## Task requirements
Take the records below and copy them exactly.

-*-

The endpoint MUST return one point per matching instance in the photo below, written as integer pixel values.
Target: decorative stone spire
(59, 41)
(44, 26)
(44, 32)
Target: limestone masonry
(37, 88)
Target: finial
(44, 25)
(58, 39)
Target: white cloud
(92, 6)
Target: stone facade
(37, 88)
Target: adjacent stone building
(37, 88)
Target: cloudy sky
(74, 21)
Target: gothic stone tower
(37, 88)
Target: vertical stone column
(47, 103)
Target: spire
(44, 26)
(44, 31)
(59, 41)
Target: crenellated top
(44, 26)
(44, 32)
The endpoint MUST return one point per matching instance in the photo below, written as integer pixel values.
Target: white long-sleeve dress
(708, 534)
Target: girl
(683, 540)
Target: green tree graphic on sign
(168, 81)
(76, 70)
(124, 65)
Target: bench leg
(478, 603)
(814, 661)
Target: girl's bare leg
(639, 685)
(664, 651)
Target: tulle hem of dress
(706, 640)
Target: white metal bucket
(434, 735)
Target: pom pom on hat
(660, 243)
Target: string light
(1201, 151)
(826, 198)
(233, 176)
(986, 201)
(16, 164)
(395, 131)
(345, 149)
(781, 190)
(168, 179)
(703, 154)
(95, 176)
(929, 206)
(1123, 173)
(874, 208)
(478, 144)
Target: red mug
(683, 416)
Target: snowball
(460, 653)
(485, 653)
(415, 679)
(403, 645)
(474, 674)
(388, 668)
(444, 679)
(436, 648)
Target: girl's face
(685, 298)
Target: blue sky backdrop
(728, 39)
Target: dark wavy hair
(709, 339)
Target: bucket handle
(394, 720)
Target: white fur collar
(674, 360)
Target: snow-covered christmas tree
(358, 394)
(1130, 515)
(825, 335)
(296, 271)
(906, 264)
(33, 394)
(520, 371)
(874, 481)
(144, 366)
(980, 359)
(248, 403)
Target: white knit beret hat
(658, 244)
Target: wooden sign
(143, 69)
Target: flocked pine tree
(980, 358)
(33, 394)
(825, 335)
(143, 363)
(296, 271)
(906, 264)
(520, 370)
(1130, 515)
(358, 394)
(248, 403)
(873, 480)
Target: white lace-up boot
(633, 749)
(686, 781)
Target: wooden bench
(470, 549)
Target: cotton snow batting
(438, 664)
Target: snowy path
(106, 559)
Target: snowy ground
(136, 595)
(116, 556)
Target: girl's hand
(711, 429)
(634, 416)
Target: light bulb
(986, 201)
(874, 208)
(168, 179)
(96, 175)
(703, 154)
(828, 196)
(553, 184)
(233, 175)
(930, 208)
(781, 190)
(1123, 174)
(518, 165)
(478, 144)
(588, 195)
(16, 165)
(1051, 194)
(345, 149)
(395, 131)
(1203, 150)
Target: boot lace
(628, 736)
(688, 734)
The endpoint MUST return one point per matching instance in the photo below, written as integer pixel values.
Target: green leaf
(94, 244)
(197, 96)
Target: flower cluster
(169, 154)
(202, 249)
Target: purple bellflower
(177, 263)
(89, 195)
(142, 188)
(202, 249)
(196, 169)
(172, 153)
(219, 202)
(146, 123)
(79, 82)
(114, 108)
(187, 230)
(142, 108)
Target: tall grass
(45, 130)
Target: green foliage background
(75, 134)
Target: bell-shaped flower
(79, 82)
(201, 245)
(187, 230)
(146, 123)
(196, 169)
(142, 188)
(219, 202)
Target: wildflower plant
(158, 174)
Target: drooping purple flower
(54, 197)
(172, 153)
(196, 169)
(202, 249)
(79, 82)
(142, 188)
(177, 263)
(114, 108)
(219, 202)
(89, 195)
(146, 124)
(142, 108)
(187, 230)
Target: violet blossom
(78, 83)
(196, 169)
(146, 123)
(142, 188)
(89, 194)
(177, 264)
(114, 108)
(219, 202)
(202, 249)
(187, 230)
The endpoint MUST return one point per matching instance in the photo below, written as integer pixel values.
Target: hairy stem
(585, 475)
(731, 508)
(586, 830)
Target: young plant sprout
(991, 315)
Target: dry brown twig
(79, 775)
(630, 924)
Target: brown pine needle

-*-

## Reply
The endpoint MUST return one point per matching instance in the photo below, written as integer pixel values.
Target: decorative stone spire
(59, 41)
(44, 26)
(44, 32)
Target: limestone masonry
(37, 88)
Target: finial
(44, 25)
(58, 39)
Target: white cloud
(92, 6)
Target: stone facade
(37, 88)
Target: adjacent stone building
(37, 88)
Target: cloudy sky
(74, 21)
Target: gothic stone tower
(37, 88)
Target: vertical stone column
(47, 103)
Target: spire
(44, 26)
(44, 31)
(59, 41)
Target: crenellated top
(44, 26)
(44, 32)
The endpoint MUST return one point per matching instance in the photo below, written as integer pixel values.
Target: white long-sleeve dress
(708, 534)
Target: girl
(683, 540)
Target: green tree graphic on sign
(168, 81)
(76, 70)
(124, 65)
Target: bench leg
(478, 603)
(814, 661)
Target: girl's bare leg
(639, 685)
(664, 651)
Target: tulle hem of dress
(706, 640)
Target: white metal bucket
(434, 735)
Target: pom pom on hat
(660, 243)
Target: string light
(1201, 151)
(826, 198)
(233, 176)
(986, 201)
(16, 164)
(395, 131)
(345, 149)
(781, 190)
(168, 179)
(703, 154)
(95, 176)
(929, 206)
(1123, 173)
(874, 208)
(478, 144)
Target: red mug
(683, 416)
Target: snowball
(460, 653)
(485, 653)
(415, 679)
(403, 645)
(474, 674)
(388, 668)
(444, 679)
(436, 648)
Target: girl's face
(685, 298)
Target: blue sky backdrop
(728, 39)
Target: dark wavy hair
(709, 339)
Target: bucket handle
(394, 720)
Target: white fur collar
(674, 360)
Target: snow-covered christmas tree
(358, 394)
(1130, 515)
(825, 335)
(296, 271)
(906, 264)
(33, 394)
(520, 371)
(874, 481)
(144, 366)
(980, 359)
(248, 403)
Target: white knit beret hat
(658, 244)
Target: wooden sign
(143, 69)
Target: flocked pine tree
(980, 358)
(33, 394)
(825, 335)
(143, 363)
(296, 271)
(906, 264)
(520, 370)
(1130, 515)
(358, 394)
(248, 403)
(873, 480)
Target: white lace-up boot
(633, 749)
(686, 781)
Target: wooden bench
(470, 549)
Target: cotton snow batting
(438, 664)
Target: snowy path
(106, 559)
Target: snowy ground
(136, 595)
(116, 556)
Target: girl's hand
(711, 429)
(634, 416)
Target: light bulb
(986, 201)
(874, 208)
(168, 179)
(96, 175)
(703, 154)
(828, 196)
(553, 184)
(233, 175)
(930, 208)
(781, 190)
(1123, 174)
(518, 165)
(478, 144)
(588, 195)
(16, 165)
(1051, 194)
(345, 149)
(395, 131)
(1203, 150)
Target: boot lace
(628, 736)
(688, 734)
The endpoint MUST return one point per matching instance in the photo below, written as integer pixel values.
Target: green leaf
(94, 244)
(197, 96)
Target: flower cluster
(169, 154)
(202, 249)
Target: purple bellflower
(177, 263)
(89, 195)
(142, 188)
(202, 249)
(196, 169)
(172, 153)
(219, 202)
(146, 123)
(79, 82)
(114, 108)
(187, 230)
(142, 108)
Target: tall grass
(45, 130)
Target: green foliage background
(75, 134)
Target: bell-shaped flower
(79, 82)
(201, 245)
(187, 230)
(146, 123)
(196, 169)
(142, 188)
(219, 202)
Target: wildflower plant
(158, 174)
Target: drooping purple flower
(54, 197)
(172, 153)
(196, 169)
(202, 249)
(79, 82)
(142, 188)
(177, 263)
(114, 108)
(219, 202)
(89, 195)
(146, 124)
(142, 108)
(187, 230)
Target: violet blossom
(78, 83)
(196, 169)
(146, 123)
(142, 188)
(89, 194)
(177, 264)
(114, 108)
(219, 202)
(202, 249)
(187, 230)
The endpoint MUST return one point per matching instance in the photo below, written as integer pixel values.
Target: hairy stem
(585, 475)
(731, 508)
(586, 830)
Target: young plant sprout
(991, 315)
Target: dry brown twig
(79, 775)
(630, 924)
Target: brown pine needle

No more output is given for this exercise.